本文抜粋:
++++++++++

村松の自宅へ向かうため、夜に家を出て地下鉄に乗車。
地下鉄は朝でも地下なのに、夜はちゃんと夜の表情を作っているのですごい。

村松とは何回も飲んでいるけれど、家に行くのは初めてなので駅で待ち合わせる。
学生同士のカップルみたいなことしてるなと思った。
こちらの到着時刻を送ると、近くの喫煙所にいると連絡が来た。学生同士のカップルみたいではなかった。

駅に着き喫煙所へ向かう。そこに村松はいないが、特に驚きはしなかった。
大人しく待機し、電話をかけてみる。
「今改札前。え、喫煙所の方行っちゃったの?了解。すぐ行く!」と元気な声。
小学生の頃、書道の教科書で「元気な子」という見本があったのを思い出した。あの頃想像していた「元気な子」とは相違していた。

++++++++++

一覧:
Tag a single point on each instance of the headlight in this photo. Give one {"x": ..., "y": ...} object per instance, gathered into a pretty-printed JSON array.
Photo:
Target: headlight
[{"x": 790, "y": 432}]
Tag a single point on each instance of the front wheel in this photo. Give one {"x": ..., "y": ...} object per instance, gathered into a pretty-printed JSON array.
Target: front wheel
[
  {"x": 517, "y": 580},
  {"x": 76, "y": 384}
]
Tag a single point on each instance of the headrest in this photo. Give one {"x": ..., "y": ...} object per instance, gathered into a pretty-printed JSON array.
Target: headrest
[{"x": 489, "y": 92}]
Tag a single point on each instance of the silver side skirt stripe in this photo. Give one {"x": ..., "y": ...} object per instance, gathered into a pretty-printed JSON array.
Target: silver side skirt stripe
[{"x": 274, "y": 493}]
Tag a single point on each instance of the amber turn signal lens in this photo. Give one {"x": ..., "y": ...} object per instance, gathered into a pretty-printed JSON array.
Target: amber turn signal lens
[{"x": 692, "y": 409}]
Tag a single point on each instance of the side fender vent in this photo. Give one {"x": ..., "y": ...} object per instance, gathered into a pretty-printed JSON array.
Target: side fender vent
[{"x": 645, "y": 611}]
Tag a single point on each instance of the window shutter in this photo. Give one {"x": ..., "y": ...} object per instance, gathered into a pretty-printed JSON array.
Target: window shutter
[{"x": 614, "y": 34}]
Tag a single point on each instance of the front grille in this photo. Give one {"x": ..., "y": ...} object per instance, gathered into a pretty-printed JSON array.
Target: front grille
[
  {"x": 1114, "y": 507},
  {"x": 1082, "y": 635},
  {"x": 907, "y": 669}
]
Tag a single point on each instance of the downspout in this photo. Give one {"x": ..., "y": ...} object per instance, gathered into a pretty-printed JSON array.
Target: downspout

++++++++++

設問: 本文抜粋で、到着時刻を送ったあと、村松は自分がどこにいると連絡してきたか。 本文抜粋だけを手がかりにすること。

解答全文: 近くの喫煙所にいると連絡してきた。